◆ **Point labeling examples**:
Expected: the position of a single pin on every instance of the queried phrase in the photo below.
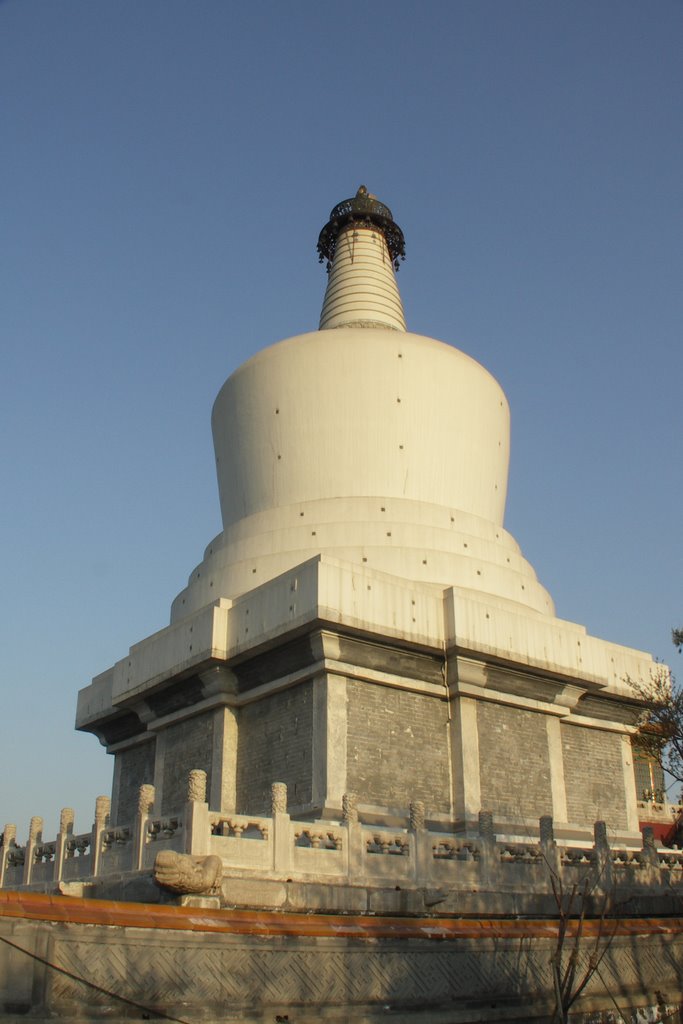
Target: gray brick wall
(135, 767)
(274, 744)
(594, 776)
(514, 762)
(397, 747)
(188, 745)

◆ **OBJECTIVE**: Please output every line of the rows above as a JSON list of strings, one string per line, with blank lines left out. Leave the pictures out of the answer.

◆ **SOLUTION FOR THIS TASK**:
[
  "Expected: the position of a single pin on every instance of the queried phrase in the photo below.",
  "Target: gray brick wall",
  "(135, 767)",
  "(274, 744)",
  "(594, 776)",
  "(514, 762)",
  "(397, 747)",
  "(188, 745)"
]